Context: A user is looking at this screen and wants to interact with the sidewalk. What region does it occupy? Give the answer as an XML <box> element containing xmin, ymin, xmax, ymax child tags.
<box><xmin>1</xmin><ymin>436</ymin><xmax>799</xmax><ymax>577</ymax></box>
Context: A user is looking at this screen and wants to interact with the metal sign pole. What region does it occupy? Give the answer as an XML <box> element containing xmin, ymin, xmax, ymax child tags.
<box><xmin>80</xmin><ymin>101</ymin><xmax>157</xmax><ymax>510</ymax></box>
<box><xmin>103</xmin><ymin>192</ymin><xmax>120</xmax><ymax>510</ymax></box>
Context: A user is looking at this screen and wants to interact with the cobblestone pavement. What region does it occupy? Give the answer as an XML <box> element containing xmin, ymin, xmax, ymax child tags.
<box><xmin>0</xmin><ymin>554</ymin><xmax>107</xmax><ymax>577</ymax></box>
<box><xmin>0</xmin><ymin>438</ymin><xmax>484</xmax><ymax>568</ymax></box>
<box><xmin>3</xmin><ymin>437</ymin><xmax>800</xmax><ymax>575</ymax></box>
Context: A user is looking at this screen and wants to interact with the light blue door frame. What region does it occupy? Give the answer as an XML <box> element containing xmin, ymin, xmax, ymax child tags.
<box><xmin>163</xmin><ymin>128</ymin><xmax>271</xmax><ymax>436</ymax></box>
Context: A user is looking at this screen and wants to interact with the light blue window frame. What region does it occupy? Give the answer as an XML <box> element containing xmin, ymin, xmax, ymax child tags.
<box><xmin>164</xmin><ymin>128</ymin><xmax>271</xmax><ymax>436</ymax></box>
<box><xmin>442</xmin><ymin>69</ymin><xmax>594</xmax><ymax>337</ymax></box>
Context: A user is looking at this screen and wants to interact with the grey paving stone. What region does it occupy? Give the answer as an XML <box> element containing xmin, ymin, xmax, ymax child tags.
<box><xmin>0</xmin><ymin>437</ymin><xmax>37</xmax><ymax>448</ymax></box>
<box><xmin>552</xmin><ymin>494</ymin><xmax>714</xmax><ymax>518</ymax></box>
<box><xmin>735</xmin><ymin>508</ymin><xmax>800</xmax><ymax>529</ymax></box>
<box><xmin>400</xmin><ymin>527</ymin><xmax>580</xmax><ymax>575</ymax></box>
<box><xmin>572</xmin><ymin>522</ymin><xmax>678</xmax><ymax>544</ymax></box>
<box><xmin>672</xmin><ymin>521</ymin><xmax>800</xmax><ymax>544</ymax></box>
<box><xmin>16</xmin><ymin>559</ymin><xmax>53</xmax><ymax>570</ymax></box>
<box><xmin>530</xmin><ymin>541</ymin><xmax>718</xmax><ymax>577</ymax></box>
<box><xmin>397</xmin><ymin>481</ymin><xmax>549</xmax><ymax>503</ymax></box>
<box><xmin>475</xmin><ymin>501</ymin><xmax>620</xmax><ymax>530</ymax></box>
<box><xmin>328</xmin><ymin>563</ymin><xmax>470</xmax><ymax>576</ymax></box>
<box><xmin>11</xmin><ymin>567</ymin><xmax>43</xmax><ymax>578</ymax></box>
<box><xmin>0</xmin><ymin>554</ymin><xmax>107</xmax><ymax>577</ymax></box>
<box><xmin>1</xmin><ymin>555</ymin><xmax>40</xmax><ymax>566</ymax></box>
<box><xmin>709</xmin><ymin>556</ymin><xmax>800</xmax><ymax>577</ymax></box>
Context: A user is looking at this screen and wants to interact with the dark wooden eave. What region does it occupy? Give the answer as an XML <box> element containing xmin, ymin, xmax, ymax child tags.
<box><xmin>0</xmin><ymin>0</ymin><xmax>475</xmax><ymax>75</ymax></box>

|---|

Exercise prompt: Exactly repeat the lines from the line that contains "with the dark" to the end of the entries, both included, and leave out all other lines.

Solution for this exercise:
Context: A user is looking at this screen and wants to interact with the dark wooden eave. What region does it occupy? Give the answer as an XML <box> element containing xmin, ymin, xmax, ymax child tags.
<box><xmin>0</xmin><ymin>0</ymin><xmax>475</xmax><ymax>75</ymax></box>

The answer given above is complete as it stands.